Reescreva o trecho do texto sobre a eletricidade começando em “As experiências eléctricas, embora” e seguindo até “da Corrente Alternada.”, renomeando “geradores” como “dínamos”.

───── Excerto do texto

A facilidade actual de acesso ao usufruto da electricidade e a sua abundância induz-nos a tomar a energia eléctrica por um bem trivial, só a valorizando plenamente quando falta e desperdiçando-a muitas vezes sem hesitação nem remorso. No início do século XX, porém, a electricidade para todos não passava ainda de uma promessa, tal como escreveu Emile Zola em 1901: “Irá chegar o dia em que a electricidade será para todos, como a água dos rios e o vento dos céus. Não deve ser apenas fornecida, mas sim em abundância, para que as pessoas a usem segundo a sua vontade, como o ar que respiram.”

As experiências eléctricas, embora marcadas pela fraca intensidade da corrente e insuficiência dos meios, com geradores sujeitos a constantes avarias e material de iluminação muito limitado, anunciavam já no final do século XIX uma completa revolução em todos os domínios da vida humana rumo a um verdadeiro progresso. A electricidade passou então a ser uma justa aspiração de todos, que avidamente lutaram pela chegada da electricidade às suas terras, assim como motivo para autênticas guerras empresariais e comerciais, desde a localização das centrais hidroeléctricas até às batalhas quase campais pelas concessões, passando pelas querelas entre os adeptos da Corrente Contínua e os defensores da Corrente Alternada.

──────────
───── Registos

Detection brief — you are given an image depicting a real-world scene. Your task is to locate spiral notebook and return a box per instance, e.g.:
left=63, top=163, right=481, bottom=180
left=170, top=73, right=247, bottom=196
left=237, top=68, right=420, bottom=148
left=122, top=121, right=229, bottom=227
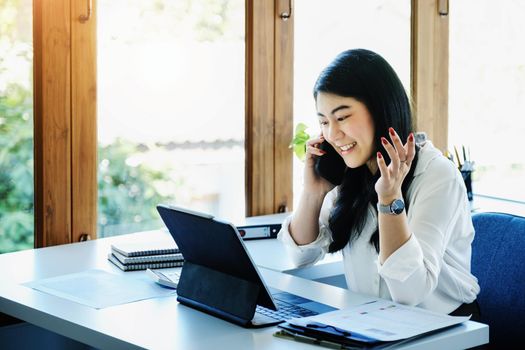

──────────

:: Resposta ::
As experiências eléctricas, embora marcadas pela fraca intensidade da corrente e insuficiência dos meios, com dínamos sujeitos a constantes avarias e material de iluminação muito limitado, anunciavam já no final do século XIX uma completa revolução em todos os domínios da vida humana rumo a um verdadeiro progresso. A electricidade passou então a ser uma justa aspiração de todos, que avidamente lutaram pela chegada da electricidade às suas terras, assim como motivo para autênticas guerras empresariais e comerciais, desde a localização das centrais hidroeléctricas até às batalhas quase campais pelas concessões, passando pelas querelas entre os adeptos da Corrente Contínua e os defensores da Corrente Alternada.